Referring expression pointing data
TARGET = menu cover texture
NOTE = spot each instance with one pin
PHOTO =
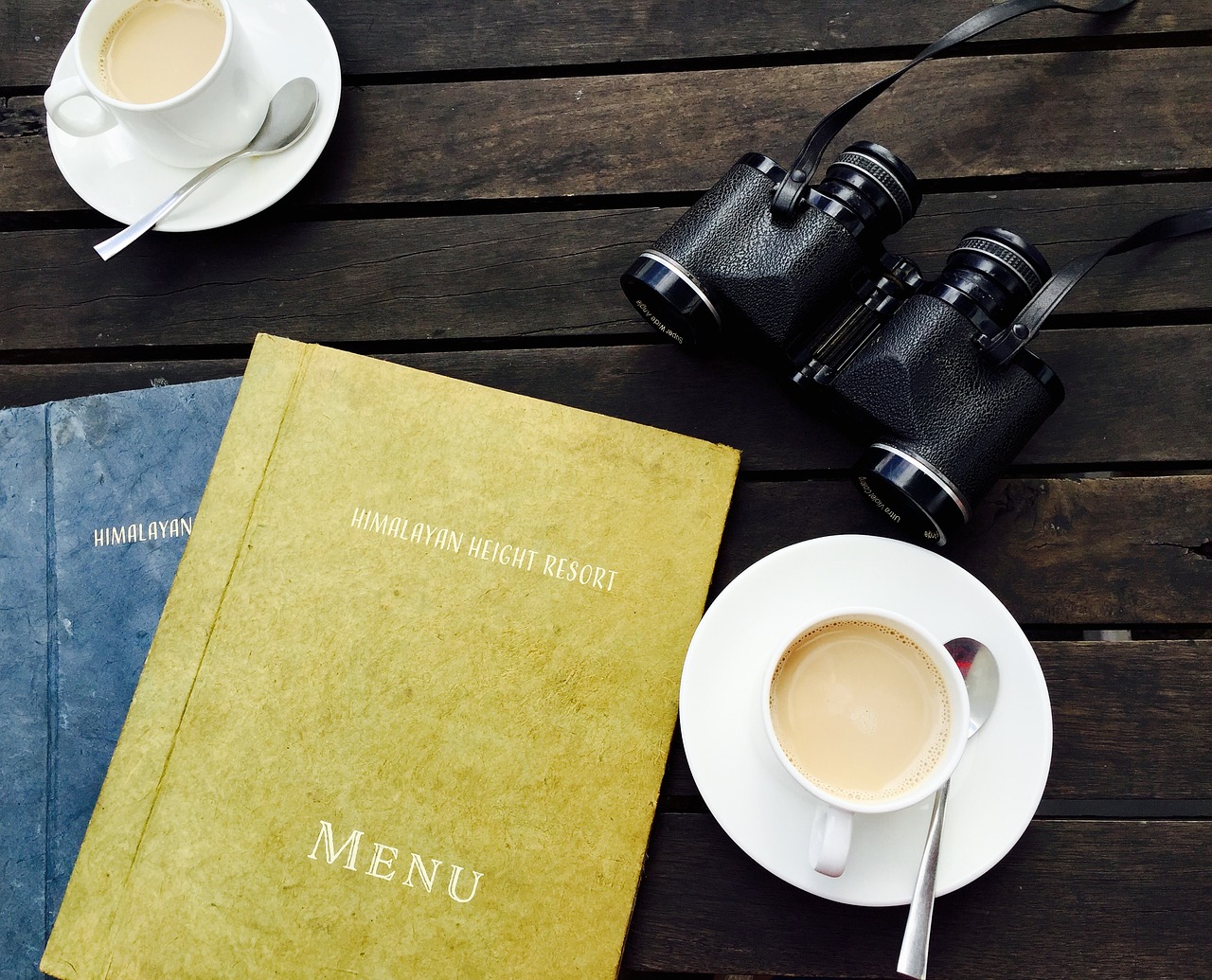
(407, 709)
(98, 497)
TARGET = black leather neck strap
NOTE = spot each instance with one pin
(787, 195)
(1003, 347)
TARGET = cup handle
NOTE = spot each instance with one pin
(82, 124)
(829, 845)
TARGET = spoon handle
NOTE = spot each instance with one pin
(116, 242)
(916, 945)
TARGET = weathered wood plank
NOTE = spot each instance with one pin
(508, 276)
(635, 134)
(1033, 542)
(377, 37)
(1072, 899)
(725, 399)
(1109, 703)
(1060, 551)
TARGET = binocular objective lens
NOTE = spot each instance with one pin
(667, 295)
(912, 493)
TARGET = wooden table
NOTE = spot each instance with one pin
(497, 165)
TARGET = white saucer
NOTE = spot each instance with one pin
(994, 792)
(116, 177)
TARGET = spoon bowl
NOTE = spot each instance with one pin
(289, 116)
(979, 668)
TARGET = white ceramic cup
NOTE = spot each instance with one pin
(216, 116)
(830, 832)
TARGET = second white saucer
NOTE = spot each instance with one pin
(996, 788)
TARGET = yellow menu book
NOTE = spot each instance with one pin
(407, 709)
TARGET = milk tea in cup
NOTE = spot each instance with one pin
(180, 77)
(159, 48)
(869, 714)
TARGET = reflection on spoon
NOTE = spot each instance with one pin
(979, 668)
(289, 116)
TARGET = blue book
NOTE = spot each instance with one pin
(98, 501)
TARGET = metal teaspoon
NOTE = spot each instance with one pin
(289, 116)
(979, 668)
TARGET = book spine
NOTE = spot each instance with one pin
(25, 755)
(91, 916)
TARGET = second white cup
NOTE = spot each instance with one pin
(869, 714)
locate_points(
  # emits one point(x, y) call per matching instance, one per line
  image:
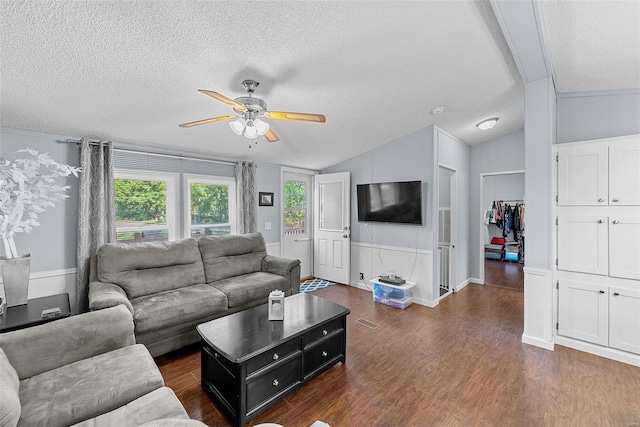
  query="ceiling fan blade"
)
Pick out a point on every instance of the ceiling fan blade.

## WHAT YOU HAVE TO DO
Print the entries above word for word, without pictures.

## REPLY TO THE EXERCISE
TARGET = menu cover texture
NOTE = spot each instance with one pin
PHOTO =
(407, 709)
(98, 497)
TARGET = black leather neck strap
NOTE = spot each instance with one pin
(787, 195)
(1003, 347)
TARGET = cup handle
NOTE = spot each instance with one pin
(82, 124)
(829, 845)
TARGET = spoon handle
NOTE = spot each instance with one pin
(116, 242)
(916, 945)
TARGET = weathered wood plank
NOTE = spot each instance with one pin
(508, 276)
(635, 134)
(1033, 542)
(377, 37)
(1072, 899)
(725, 399)
(1109, 703)
(1060, 551)
TARGET = binocular objective lens
NOTE = spot each instance with one pin
(667, 295)
(912, 493)
TARGET = wooden table
NOTE = spot each instance with one pin
(497, 165)
TARGET = white saucer
NOTE = spot each instance with one pin
(994, 792)
(116, 177)
TARGET = spoon bowl
NOTE = spot each instance with one pin
(289, 116)
(979, 668)
TARGET = white ceramic cup
NOTE = spot each instance with one pin
(216, 116)
(830, 832)
TARGET = second white saucer
NOTE = spot each instance with one pin
(996, 788)
TARGET = yellow menu book
NOTE = spot each instance with one pin
(407, 709)
TARGET = milk tea in cup
NOTE = spot each instance with one pin
(180, 77)
(159, 48)
(869, 714)
TARGET = reflection on spoon
NOTE = spot each instance with one pin
(979, 668)
(289, 116)
TARGET = blue book
NOTE = spot each instance with one pin
(98, 501)
TARGET = metal teaspoon
NOTE = spot each instance with one pin
(289, 116)
(979, 668)
TARGET = book spine
NOTE = spot each instance with one pin
(25, 755)
(91, 916)
TARGET = second white cup
NOTE = spot each instance with one pin
(869, 714)
locate_points(
  # emits one point(x, y) call per matching instance, one per line
  image:
  query="ceiling fan blade"
)
Pick out a point on every instance of the ceiling fan blade.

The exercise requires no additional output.